▶ What you will do:
A: Print the part of the waffle history text that opens with the words containing "This week’s entry: Waffles" and closes with "a thousand years.".
B: Using the waffle history text, explain in one to three sentences why sugar became a standard waffle ingredient by the 1700s.

▶ Passage:
This week’s entry: Waffles
What it’s about: Chicken and waffles, but without the chicken. The ubiquitous diner favorite has a surprisingly long and rich history, dating back nearly a thousand years.
Biggest controversy: Waffles are technically giant communion wafers. The prototypical waffle iron was the fer à hosties in the ninth century, an iron that would emboss wafers with images of the crucifixion. They were popular enough that people started eating them outside of church. Larger irons were made, with more abstract designs, but they were still called wafer irons (moule à oublies). Like communion wafers, the oublies were just flour and water. When soldiers returning from the Crusades brought back new ingredients, people started making more complicated oublies.
Strangest fact: Waffle iron technology has hardly advanced through the centuries. A 14th-century manuscript, Le Ménagier De Paris (The Parisian Household Book), includes the first known waffle recipe (eggs, flour, salt, and wine), but also includes instructions on using the waffle iron itself. “[F]ill, little by little, two irons at a time with as much of the paste as a slice of cheese is large. Then close the iron and cook both sides.” More or less exactly the instructions you’d give today. The recipe even includes a note to coat the iron with oil so the waffles won’t stick.
Thing we were happiest to learn: The article contains the phrase “waffle legislation,” just as we hoped. The laws in question were passed by French monarch Charles IX, who passed a law in 1560 requiring waffle vendors to set up shop no less than 4 yards apart. That they were so thick on the ground is a testament to their popularity, as was the pure silver waffle iron Charles’ grandfather, Francois I, had cast for the palace kitchen, as he was apparently enamored of waffles. Wikipedia also tells us Charles took the throne in December of 1560, so the waffle legislation must have been one of his first orders of business. Now there’s a king with his priorities in order.
Thing we were unhappiest to learn: Waffles got sweeter because of slavery. As late as the 17th century, the average waffle was sweetened with honey or not at all. Only the aristocracy could afford to sweeten with sugar, as in most parts of Europe, sugar was twice the cost of opium. By the 1700s, increased sugar production from Caribbean plantations cut prices in half, and sugar quickly became a standard waffle ingredient. The cost—that the extra sugar was harvested through brutal labor done by enslaved workers—was largely hidden from the European waffle consumer. In the 1800s, a British naval blockade stopped cane sugar from reaching the continent, but beet sugar had just been developed, dropping prices to a new low.

(Contour labeling records)

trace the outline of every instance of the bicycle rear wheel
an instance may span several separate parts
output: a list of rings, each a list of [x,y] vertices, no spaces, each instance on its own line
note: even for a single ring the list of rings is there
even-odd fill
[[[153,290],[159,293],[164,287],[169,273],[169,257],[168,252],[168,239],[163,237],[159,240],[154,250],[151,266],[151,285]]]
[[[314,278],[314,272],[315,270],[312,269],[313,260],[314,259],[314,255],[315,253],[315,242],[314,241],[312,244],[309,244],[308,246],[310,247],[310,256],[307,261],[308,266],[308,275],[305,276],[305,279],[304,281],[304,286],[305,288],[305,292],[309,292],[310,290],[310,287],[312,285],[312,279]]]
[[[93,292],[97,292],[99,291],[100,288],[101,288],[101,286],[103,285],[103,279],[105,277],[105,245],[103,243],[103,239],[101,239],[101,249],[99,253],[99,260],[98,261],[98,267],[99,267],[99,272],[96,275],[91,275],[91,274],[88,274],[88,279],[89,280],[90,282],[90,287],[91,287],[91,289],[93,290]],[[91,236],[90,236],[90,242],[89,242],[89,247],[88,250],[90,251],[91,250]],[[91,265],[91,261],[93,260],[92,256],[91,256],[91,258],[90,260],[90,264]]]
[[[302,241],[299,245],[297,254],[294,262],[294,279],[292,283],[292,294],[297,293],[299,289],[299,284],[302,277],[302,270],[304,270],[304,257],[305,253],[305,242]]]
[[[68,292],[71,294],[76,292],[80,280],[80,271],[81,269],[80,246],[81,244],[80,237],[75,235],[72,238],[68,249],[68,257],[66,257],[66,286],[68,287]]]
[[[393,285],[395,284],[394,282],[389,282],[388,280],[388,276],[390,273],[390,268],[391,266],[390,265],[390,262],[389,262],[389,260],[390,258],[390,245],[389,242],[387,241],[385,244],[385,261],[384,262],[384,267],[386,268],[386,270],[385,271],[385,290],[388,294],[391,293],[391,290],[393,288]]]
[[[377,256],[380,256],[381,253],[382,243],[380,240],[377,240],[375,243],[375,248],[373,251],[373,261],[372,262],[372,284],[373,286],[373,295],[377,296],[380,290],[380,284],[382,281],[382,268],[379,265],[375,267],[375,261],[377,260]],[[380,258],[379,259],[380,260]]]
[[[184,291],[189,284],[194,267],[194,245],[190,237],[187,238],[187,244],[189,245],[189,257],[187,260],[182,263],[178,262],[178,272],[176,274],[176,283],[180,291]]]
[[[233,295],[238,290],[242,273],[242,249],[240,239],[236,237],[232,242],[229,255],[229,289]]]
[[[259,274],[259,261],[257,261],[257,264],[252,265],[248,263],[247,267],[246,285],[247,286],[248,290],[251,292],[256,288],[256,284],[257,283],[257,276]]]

▶ Answers for the tasks:
A:
This week’s entry: Waffles
What it’s about: Chicken and waffles, but without the chicken. The ubiquitous diner favorite has a surprisingly long and rich history, dating back nearly a thousand years.

B: By the 1700s, increased sugar production from Caribbean plantations cut sugar prices in half. Before that, sugar cost twice as much as opium in most of Europe, so only the aristocracy could afford to sweeten waffles with it.